**Exercise prompt**
Transcribe each entry shown below with no difference from the original.

**Data for the task**
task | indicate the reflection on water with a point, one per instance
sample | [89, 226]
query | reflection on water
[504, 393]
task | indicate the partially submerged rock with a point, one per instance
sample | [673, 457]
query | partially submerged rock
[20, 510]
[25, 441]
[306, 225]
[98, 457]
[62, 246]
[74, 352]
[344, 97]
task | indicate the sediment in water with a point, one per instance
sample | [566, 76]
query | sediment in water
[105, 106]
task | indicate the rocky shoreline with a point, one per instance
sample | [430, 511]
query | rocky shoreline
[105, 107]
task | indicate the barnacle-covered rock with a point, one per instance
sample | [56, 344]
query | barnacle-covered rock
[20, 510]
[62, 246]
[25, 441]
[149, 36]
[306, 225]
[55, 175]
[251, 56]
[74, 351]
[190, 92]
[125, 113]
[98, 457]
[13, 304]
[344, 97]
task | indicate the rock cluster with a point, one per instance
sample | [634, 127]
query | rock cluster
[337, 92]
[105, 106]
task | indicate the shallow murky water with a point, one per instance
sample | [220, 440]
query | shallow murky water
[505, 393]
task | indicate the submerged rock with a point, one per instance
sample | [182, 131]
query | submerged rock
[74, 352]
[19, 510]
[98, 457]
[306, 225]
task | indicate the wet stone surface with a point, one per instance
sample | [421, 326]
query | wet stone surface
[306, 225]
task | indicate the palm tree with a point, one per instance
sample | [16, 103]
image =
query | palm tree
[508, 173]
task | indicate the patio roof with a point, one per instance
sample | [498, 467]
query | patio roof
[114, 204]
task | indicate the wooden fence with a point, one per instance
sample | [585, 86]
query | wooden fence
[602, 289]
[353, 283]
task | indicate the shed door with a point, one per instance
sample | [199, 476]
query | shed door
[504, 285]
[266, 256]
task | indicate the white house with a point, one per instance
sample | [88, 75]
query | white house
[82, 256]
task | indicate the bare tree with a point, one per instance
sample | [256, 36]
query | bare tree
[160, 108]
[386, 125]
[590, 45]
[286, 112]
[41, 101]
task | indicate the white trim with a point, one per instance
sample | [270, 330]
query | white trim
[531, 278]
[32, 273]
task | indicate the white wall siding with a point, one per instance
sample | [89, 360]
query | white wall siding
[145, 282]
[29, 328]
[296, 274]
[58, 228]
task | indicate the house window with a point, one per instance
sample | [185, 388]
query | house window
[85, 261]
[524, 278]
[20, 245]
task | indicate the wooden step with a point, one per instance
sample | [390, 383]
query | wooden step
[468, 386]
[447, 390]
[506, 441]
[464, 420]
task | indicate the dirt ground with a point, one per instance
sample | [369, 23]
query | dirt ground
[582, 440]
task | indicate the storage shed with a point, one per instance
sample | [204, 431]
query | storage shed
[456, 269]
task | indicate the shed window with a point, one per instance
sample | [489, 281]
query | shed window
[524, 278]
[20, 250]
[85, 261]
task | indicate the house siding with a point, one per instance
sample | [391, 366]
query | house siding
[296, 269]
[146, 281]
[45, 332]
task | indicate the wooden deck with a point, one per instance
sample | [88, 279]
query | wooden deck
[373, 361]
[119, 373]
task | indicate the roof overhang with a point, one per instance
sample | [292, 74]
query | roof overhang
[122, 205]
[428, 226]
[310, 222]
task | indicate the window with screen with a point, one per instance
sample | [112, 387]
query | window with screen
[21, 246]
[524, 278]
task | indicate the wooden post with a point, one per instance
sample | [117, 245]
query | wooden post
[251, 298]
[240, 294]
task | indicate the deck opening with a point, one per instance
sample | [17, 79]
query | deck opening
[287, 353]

**Solution for this task**
task | indicate the reflection on water with a point, one per instance
sample | [89, 226]
query | reflection on water
[504, 393]
task | indicate the partially submerged rock with a point, one per instance
sample | [673, 457]
query | partially submerged rock
[20, 510]
[25, 441]
[306, 225]
[98, 457]
[62, 246]
[74, 352]
[344, 97]
task | indicate the sediment in water with a point, one per instance
sample | [566, 76]
query | sediment in water
[105, 106]
task | indicate the rocky shoreline with a point, one per instance
sample | [430, 511]
query | rocky shoreline
[105, 107]
task | indicate the barnacle-covered rock with a point, one per instance
sample | [56, 344]
query | barnacle-covered rock
[20, 510]
[62, 246]
[25, 441]
[149, 36]
[306, 225]
[55, 175]
[251, 56]
[74, 351]
[190, 92]
[125, 113]
[98, 457]
[13, 304]
[344, 97]
task | indicate the rock cluster with a point, one per instance
sample | [634, 127]
query | rock cluster
[337, 92]
[105, 106]
task | indicate the shallow murky water with a point, one per instance
sample | [220, 440]
query | shallow murky water
[505, 393]
task | indicate the submerged rock with a point, one per instance
sample | [182, 131]
query | submerged rock
[74, 352]
[19, 510]
[98, 457]
[306, 225]
task | indicate the wet stone surface with a point, one per instance
sample | [421, 326]
query | wet stone surface
[306, 225]
task | indicate the palm tree with a point, one per instance
sample | [16, 103]
image =
query | palm tree
[508, 173]
task | indicate the patio roof with a point, one per instance
sample | [498, 467]
query | patio roof
[114, 204]
task | indicate the wooden fence with a point, one per instance
sample | [585, 86]
query | wooden fence
[602, 289]
[353, 283]
task | indicate the shed door with a point, one per instance
sample | [199, 476]
query | shed door
[504, 285]
[266, 256]
task | indicate the white house with a point, one per instance
sample | [88, 75]
query | white house
[82, 256]
task | indicate the bare tree with a point, one per instance
sample | [256, 36]
query | bare tree
[160, 108]
[386, 125]
[590, 45]
[286, 112]
[41, 101]
task | indicate the white trim with a point, one per instance
sample | [270, 330]
query | white trim
[531, 278]
[32, 273]
task | indicate the white wall siding with a point, one per instance
sample | [89, 360]
query | white wall siding
[145, 282]
[29, 328]
[296, 274]
[58, 228]
task | indicate the house window with a point, one per instance
sample | [185, 388]
query | house window
[85, 261]
[524, 278]
[20, 245]
task | indicate the wooden step with a point, one per instance
sample | [390, 383]
query | wooden step
[468, 386]
[447, 390]
[506, 441]
[464, 420]
task | indicate the dirt ground with a point, one per instance
sample | [369, 23]
query | dirt ground
[582, 440]
task | indicate the storage shed with a point, one per instance
sample | [204, 431]
query | storage shed
[456, 269]
task | indicate the shed window with a point, one per instance
sample | [489, 281]
query | shed window
[524, 278]
[20, 250]
[85, 261]
task | indicate the house siding with a point, one per instance
sample | [391, 366]
query | house siding
[296, 269]
[146, 281]
[45, 332]
task | indicate the wooden deck with a point, one per instance
sample | [88, 279]
query | wooden deck
[373, 361]
[119, 373]
task | indicate the roof overhang with a point, one per instance
sample | [292, 74]
query | roof overhang
[122, 205]
[428, 226]
[310, 222]
task | indicate the window with screen with a point, one per instance
sample | [112, 387]
query | window with screen
[21, 246]
[524, 278]
task | indicate the wooden post with a point, one per instance
sample | [117, 245]
query | wooden post
[251, 298]
[240, 294]
task | indicate the deck opening with a point, one per instance
sample | [17, 79]
query | deck opening
[287, 353]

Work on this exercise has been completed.